* BEGIN Material provided *
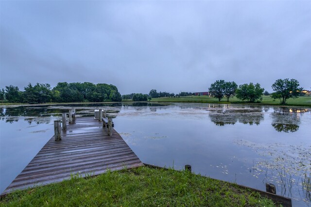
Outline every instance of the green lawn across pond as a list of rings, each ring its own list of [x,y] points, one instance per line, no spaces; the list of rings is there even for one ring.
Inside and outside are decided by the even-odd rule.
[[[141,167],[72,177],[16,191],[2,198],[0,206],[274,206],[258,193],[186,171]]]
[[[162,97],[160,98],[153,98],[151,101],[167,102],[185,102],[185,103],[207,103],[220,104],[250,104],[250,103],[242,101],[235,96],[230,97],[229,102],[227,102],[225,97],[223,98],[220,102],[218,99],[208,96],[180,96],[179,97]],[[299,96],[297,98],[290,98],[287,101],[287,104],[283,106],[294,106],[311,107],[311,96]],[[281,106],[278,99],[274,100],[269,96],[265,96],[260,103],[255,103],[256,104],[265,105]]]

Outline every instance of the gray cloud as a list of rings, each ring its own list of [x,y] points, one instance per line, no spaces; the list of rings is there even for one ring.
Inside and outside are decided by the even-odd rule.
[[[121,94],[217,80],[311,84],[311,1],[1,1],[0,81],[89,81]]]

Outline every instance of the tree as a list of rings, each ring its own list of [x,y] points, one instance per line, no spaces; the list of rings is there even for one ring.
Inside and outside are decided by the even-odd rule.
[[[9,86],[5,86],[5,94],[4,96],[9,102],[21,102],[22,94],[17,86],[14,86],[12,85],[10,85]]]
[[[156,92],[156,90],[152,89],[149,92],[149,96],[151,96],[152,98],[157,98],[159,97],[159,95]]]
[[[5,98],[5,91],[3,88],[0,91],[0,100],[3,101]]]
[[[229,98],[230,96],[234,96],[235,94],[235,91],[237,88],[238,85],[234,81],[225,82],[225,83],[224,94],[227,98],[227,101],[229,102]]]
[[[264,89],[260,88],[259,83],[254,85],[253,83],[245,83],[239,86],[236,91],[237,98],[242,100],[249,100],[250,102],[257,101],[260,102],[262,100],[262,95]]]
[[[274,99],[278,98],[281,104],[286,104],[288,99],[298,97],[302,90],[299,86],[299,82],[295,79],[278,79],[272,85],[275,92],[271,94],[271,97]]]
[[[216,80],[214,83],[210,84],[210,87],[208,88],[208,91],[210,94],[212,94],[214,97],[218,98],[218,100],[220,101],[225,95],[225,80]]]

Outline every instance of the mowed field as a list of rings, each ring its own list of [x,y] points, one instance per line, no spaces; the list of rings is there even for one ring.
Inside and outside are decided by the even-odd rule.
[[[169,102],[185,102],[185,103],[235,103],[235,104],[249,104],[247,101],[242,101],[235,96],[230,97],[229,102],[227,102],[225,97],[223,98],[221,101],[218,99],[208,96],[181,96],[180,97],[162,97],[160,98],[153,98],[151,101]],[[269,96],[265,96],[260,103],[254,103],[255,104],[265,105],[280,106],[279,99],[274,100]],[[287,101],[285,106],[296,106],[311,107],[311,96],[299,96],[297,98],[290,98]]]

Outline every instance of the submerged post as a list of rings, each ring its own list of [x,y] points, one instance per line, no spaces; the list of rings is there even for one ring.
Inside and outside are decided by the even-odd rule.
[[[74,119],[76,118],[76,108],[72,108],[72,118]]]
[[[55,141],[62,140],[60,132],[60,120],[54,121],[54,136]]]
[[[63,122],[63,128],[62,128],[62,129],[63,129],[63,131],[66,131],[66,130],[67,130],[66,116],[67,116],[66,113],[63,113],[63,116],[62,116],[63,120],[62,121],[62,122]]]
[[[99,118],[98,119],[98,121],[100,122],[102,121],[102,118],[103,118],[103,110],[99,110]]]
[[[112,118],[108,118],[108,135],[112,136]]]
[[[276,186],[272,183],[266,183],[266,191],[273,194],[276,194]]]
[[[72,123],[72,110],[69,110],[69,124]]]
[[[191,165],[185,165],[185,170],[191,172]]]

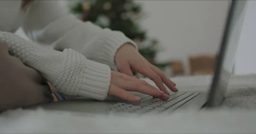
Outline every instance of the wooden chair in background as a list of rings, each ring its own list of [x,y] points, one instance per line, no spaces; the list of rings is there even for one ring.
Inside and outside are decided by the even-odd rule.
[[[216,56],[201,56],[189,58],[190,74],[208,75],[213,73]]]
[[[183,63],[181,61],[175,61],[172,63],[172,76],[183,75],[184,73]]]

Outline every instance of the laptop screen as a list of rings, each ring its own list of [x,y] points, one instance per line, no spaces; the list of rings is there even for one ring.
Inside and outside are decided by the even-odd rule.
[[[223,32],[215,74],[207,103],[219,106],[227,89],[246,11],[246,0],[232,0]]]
* END Material provided *
* BEGIN Material provided *
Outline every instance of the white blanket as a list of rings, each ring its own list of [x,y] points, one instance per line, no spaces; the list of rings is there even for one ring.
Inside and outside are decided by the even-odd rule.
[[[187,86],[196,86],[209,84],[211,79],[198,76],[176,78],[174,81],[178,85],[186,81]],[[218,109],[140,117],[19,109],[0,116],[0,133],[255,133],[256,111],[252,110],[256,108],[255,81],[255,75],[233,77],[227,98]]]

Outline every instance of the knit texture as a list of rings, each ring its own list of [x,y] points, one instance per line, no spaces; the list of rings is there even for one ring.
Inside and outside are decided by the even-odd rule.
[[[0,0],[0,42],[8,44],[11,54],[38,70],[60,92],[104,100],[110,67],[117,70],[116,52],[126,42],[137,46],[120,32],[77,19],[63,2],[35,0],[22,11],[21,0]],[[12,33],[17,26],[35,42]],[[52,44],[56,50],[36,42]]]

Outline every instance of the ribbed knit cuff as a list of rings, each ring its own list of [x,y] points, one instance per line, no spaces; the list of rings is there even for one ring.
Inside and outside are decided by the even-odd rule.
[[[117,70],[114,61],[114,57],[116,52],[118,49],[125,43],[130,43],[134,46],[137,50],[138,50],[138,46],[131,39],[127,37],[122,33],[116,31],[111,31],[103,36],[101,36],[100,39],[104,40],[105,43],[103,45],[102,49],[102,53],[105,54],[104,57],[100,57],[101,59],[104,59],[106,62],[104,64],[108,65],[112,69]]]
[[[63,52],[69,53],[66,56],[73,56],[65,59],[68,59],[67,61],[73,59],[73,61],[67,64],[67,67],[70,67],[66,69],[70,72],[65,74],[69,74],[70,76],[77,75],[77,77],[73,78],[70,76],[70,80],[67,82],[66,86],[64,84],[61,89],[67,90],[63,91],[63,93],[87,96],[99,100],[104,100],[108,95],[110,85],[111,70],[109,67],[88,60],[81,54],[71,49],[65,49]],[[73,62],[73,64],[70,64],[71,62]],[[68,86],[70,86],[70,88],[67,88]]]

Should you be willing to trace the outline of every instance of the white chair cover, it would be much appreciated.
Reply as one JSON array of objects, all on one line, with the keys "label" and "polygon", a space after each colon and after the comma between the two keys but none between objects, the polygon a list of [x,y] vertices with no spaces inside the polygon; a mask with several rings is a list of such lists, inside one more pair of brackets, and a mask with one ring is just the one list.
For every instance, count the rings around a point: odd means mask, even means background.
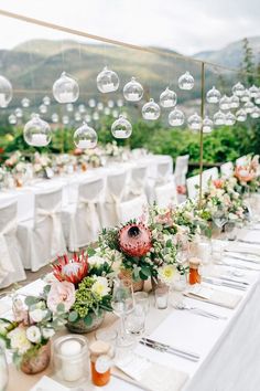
* END Material provided *
* BEGIN Material provided *
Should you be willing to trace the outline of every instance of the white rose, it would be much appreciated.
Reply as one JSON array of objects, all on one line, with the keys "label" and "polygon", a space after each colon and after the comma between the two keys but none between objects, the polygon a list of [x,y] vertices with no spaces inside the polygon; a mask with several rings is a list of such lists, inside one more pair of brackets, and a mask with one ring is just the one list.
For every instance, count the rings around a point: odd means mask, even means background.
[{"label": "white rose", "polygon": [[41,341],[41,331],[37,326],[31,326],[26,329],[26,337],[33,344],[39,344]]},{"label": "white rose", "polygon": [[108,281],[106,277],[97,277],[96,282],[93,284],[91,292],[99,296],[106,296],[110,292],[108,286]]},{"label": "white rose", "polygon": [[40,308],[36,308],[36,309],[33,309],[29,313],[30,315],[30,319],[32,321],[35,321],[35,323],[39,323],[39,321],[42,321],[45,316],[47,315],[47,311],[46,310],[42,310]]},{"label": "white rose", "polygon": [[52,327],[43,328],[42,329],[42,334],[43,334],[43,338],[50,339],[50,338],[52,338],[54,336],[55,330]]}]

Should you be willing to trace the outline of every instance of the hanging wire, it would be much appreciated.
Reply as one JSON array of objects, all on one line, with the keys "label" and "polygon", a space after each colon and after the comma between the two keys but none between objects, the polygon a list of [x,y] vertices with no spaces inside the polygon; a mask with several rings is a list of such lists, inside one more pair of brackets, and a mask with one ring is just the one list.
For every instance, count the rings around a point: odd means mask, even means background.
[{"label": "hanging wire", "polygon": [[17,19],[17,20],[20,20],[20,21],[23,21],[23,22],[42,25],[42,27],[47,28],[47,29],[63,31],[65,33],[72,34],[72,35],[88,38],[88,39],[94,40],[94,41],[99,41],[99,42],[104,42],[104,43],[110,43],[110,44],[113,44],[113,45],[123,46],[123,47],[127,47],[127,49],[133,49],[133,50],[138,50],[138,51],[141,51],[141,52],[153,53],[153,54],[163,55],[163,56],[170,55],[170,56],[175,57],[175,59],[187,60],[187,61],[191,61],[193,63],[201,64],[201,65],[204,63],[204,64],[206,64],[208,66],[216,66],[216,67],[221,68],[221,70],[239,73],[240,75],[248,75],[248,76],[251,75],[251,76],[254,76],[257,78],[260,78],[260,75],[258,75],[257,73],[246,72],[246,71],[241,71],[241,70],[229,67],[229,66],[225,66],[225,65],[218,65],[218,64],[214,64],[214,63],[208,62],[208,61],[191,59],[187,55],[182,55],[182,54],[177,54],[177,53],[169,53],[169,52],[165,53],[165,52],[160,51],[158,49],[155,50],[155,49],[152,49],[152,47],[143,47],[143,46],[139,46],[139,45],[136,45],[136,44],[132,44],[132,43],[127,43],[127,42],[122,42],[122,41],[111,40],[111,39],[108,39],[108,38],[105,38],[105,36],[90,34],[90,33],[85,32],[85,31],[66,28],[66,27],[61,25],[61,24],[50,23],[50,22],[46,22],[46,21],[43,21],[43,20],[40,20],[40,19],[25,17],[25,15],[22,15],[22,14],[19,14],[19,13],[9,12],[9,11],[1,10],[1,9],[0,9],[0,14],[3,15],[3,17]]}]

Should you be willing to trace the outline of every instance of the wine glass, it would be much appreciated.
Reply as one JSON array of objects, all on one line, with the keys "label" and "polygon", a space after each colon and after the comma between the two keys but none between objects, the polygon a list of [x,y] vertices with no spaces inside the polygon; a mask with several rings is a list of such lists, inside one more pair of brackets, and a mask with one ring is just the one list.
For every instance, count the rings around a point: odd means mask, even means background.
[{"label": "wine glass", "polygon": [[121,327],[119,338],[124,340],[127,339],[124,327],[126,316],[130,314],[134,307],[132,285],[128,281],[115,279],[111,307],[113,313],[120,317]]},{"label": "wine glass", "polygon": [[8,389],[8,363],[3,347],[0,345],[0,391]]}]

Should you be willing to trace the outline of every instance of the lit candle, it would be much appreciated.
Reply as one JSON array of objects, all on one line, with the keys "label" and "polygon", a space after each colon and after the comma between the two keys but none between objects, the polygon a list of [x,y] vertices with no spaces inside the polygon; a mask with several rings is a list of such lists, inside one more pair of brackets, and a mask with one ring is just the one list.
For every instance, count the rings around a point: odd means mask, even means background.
* END Material provided *
- _The problem_
Scale the rows running from the line containing "Outline every instance of the green" through the line containing "[[[121,94],[217,80],[311,84],[311,1],[1,1],[0,81],[89,81]]]": reproduce every line, requests included, but multiply each x and y coordinate in the answers by 0.9 and round to whole numbers, with halves going up. Output only those lines.

- _Written response_
Outline every instance of the green lawn across pond as a list of rings, each ring its own list of [x,y] points, one instance per line, no spaces; the list of rings is there even for one ring.
Inside and outside are decided by the even-odd rule.
[[[127,150],[65,159],[14,172],[2,178],[0,185],[247,185],[232,174],[167,154]]]
[[[146,87],[144,88],[138,88],[136,91],[150,92],[167,92],[167,93],[186,93],[198,94],[225,94],[225,93],[218,91],[212,86],[207,87],[206,92],[204,92],[203,87],[201,88],[198,92],[196,89],[187,86],[162,86],[161,87]],[[269,86],[267,88],[261,88],[258,91],[258,94],[255,95],[265,95],[280,96],[280,86]],[[253,95],[250,89],[247,90],[242,86],[239,86],[234,93],[230,93],[230,94],[239,95]]]

Outline every instance of the gray cloud as a list of rings, each ring its own list of [x,y] points, one instance per line, no spaces; the list of rings is there even for one ring.
Inside and outside are decided by the even-odd rule.
[[[109,85],[195,72],[280,76],[280,1],[1,1],[0,73],[80,73]]]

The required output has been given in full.